(Work instructions): Would you quote every entry exactly, dropping only the pictures?

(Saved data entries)
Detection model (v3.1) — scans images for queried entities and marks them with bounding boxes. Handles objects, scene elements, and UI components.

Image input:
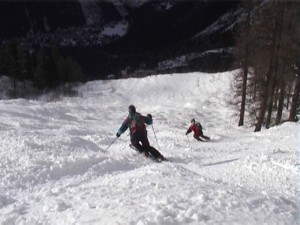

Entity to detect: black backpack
[196,122,202,130]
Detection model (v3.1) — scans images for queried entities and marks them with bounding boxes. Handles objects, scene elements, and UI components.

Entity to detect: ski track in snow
[0,72,298,225]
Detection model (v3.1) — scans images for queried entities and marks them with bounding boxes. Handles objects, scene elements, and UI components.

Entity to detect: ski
[196,136,210,142]
[129,144,167,163]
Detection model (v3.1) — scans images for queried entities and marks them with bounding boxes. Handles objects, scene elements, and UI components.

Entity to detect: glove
[116,133,120,138]
[147,114,153,125]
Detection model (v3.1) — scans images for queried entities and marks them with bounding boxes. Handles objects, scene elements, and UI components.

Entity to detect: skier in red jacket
[186,118,210,141]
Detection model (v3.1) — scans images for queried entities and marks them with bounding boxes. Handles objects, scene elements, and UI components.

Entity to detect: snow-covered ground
[0,72,298,225]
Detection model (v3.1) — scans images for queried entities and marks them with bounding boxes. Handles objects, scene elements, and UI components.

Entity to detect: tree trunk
[255,69,272,132]
[276,77,286,125]
[273,87,279,109]
[286,81,292,110]
[238,1,251,127]
[266,3,284,128]
[255,2,279,132]
[265,74,277,128]
[239,67,248,126]
[288,75,300,121]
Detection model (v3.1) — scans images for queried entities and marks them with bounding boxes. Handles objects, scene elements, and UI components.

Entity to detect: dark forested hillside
[105,1,237,53]
[0,0,239,80]
[0,1,85,39]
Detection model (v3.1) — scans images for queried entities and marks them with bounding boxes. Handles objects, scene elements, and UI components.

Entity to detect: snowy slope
[0,72,298,225]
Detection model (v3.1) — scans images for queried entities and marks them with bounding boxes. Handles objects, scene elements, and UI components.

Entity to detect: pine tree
[233,0,299,131]
[276,2,299,124]
[232,0,255,126]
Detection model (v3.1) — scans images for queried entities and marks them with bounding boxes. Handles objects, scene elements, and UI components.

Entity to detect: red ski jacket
[187,122,202,136]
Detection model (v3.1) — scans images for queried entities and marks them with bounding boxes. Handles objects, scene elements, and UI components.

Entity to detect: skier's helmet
[191,118,195,123]
[128,105,136,115]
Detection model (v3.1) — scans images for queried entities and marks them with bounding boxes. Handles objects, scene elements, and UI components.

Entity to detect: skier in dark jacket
[186,118,210,141]
[116,105,166,161]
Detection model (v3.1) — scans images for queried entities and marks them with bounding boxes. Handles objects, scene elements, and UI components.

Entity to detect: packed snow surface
[0,72,298,225]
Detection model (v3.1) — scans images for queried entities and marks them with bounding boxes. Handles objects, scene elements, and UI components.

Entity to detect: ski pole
[105,137,118,152]
[151,124,160,151]
[186,134,191,148]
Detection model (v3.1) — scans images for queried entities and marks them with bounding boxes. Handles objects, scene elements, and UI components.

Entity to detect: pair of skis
[129,144,167,163]
[197,136,210,142]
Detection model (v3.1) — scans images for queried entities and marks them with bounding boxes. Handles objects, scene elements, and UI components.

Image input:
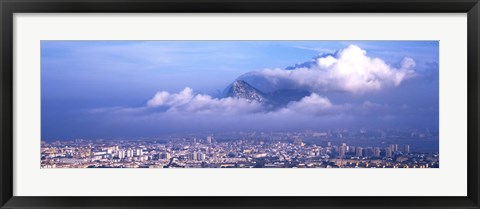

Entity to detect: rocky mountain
[223,80,311,108]
[224,80,269,103]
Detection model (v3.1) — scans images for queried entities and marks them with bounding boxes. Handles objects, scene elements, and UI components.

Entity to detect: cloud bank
[241,45,416,94]
[140,88,395,118]
[146,87,263,114]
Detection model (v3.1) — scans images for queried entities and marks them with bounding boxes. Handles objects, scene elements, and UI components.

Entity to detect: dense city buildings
[41,129,439,168]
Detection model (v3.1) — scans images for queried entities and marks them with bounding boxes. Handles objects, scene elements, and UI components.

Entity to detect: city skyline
[41,129,439,168]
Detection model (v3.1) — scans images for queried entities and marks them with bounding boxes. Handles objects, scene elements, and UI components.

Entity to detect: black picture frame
[1,0,479,208]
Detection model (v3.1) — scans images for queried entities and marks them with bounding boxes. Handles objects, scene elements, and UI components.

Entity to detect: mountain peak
[232,79,249,86]
[225,80,268,103]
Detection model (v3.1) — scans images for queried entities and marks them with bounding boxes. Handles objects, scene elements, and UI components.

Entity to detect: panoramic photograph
[41,41,439,168]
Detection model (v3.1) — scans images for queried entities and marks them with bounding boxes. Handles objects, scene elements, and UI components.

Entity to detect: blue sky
[41,41,439,140]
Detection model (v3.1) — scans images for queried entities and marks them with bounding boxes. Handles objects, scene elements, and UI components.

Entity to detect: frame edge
[1,0,480,208]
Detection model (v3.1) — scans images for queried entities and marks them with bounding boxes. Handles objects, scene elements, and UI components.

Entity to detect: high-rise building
[197,152,206,161]
[160,152,171,160]
[356,147,363,157]
[118,150,125,159]
[339,146,346,158]
[364,147,373,157]
[206,136,213,144]
[188,151,198,161]
[374,147,381,157]
[126,149,134,158]
[404,144,410,153]
[348,146,355,154]
[390,144,398,152]
[385,147,393,158]
[135,149,143,156]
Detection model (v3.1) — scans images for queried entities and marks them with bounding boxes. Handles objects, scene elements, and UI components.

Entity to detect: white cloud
[146,87,263,114]
[147,87,194,107]
[282,93,335,114]
[274,93,395,117]
[246,45,416,94]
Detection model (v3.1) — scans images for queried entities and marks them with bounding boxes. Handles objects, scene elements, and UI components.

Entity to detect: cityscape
[41,41,439,169]
[41,129,439,168]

(Task answer):
Detection model (v3.1) — scans images for queried entities and marks them with bounding boxes. Handles objects, scene elements, and UI components.

Image input:

Entity to detect: black backpack
[196,122,202,130]
Detection model (v3.1) — scans images for queried entities and marks them with bounding boxes. Handles objects, scene elements, and UI components.

Entity to detect: ski track in snow
[0,72,298,225]
Detection model (v3.1) — scans images for queried entities and marks them with bounding boxes. Handles objects, scene elements, and UI components.

Entity to detect: ski
[196,136,210,142]
[129,144,167,163]
Detection model (v3.1) — scans images for queried entities and marks them with bounding boxes. Handles objects, scene elements, and UI components.

Entity to detect: glove
[116,133,120,138]
[147,114,153,125]
Detection model (v3.1) — scans images for queried entities and marks them with bounding boxes. Handles objects, scene elements, and UI components.

Entity to detect: skier in red jacket
[186,118,210,141]
Detection model (v3.1) — scans images for queried entities and marks them with bounding boxes. Handles objects, scene elements, and UI components.

Entity to detect: snow-covered ground
[0,72,298,225]
Detection model (v3.1) — scans images for queried entities and marks them with bounding boxes. Handles objects, scene elements, and UI components.

Entity to detect: tree trunk
[255,69,272,132]
[276,77,286,125]
[273,87,279,109]
[286,81,292,110]
[238,1,251,127]
[266,3,284,128]
[255,2,279,132]
[265,74,277,128]
[239,67,248,126]
[288,75,300,121]
Detection model (v3.1) — scans images for queried entities and marks them with bounding boxes. Handles objects, scene elements, and UI components.

Entity to detect: dark forested hillside
[105,1,237,53]
[0,0,239,80]
[0,1,85,39]
Detection model (v3.1) — scans images for queried entities and marks them with bounding boxes. Handles objects, scene elements, and UI components.

Entity to detect: snowy slope
[0,72,298,225]
Detection model (v3.1) — scans images for queried entities and marks them with bounding boxes. Handles objects, scene elements, and UI components.

Entity to detect: pine tree
[233,0,299,131]
[276,2,299,124]
[232,0,255,126]
Detection model (v3.1) — scans images for queried entities and marks them with bounding boxes. Handles objects, scene elements, and UI components.

Entity to detect: red ski jacket
[187,122,202,136]
Detection model (v3.1) — scans images for queried entities and marks them with bounding boxes. Handles objects, scene elements, and UI components.

Entity to detect: skier's helmet
[191,118,195,123]
[128,105,136,115]
Detection model (v3.1) — scans images for queried entities and marks them with bounding boxes. Handles objects, scene elements, and UI components.

Entity to detect: skier in dark jacket
[186,118,210,141]
[116,105,166,161]
Detection model (v3.1) — scans images for queried entities and marks them with bounding boxes. Handles objects, scene elements, and UI components.

Entity to detect: packed snow surface
[0,72,298,225]
Detection model (v3.1) — scans images for queried entities and marks them with bounding boxes. Handles objects, scene elements, and UI components.

Entity to detect: ski pole
[105,137,118,152]
[151,124,160,151]
[186,134,191,148]
Detection model (v3.1) — scans images for queried entities and marks them with bounding boxes. Handles objects, scene elements, and UI components.

Entity to detect: pair of skis
[129,144,167,163]
[197,136,210,142]
Detection model (v3.1) — scans images for queried entities and marks them with bounding boxes. Handles objects, scene elements, and UI components.

Image input:

Entity to detect: rocky mountain
[223,80,311,108]
[224,80,269,103]
Detection model (v3.1) — scans images for queried entities and marks them with bounding boxes. Handles objects, scene elements, and UI components.

Entity to detect: cloud bank
[241,45,416,94]
[140,88,395,118]
[146,87,263,114]
Detection model (v3.1) — scans images for queried entities and marks them with bounding boxes. Handles objects, scene elements, and UI components.

Entity to detect: dense city buildings
[41,129,439,168]
Detection model (v3.1) — scans images for queried entities and marks them with bounding boxes. Handles objects, scene elements, and UI components.

Entity to detect: city skyline
[41,129,439,168]
Detection model (v3.1) — scans images for queried entities and marks them with bounding boxes. Handles objects, scene elements, and UI components.

Entity to detect: black picture frame
[1,0,479,208]
Detection model (v3.1) — scans images for queried entities and marks them with bounding boxes. Handles objects, scene elements, and UI components.

Entity to detect: mountain peak
[232,79,249,86]
[225,80,268,103]
Detection model (v3.1) — scans images for queried entities and marks them with bounding boxes. Handles objects, scene elements, and UI components.

Entity to detect: panoramic photograph
[41,41,439,168]
Detection model (v3.1) — scans images for queried entities and marks them with bounding boxes. Handles objects, scene elements, and UI components.

Entity to detect: blue sky
[41,41,439,140]
Detection model (v3.1) — scans images for queried entities and marks them with bounding boxes. Handles objects, scene elements, and UI components.

Entity to detect: frame edge
[1,0,480,208]
Detection model (v3.1) — scans images for queried entities and marks them with bounding boxes. Handles objects, scene elements, and UI components.

Entity to detect: high-rise building
[197,152,206,161]
[160,152,171,160]
[356,147,363,157]
[118,150,125,159]
[339,146,346,158]
[364,147,373,157]
[206,136,213,144]
[188,151,198,161]
[374,147,381,157]
[126,149,134,158]
[404,144,410,153]
[348,146,355,154]
[390,144,398,152]
[385,147,393,158]
[135,149,143,156]
Detection model (v3.1) — scans images for queried entities and marks them with bounding boxes. Handles objects, scene elements, and UI components.

Entity to detect: white cloud
[146,87,263,114]
[147,87,194,107]
[282,93,335,114]
[274,93,395,117]
[246,45,416,94]
Detection model (v3.1) — scans images for queried entities and marks them with bounding boxes. Handles objects, scene elements, and UI components.

Entity to detect: cityscape
[41,41,439,169]
[41,129,439,168]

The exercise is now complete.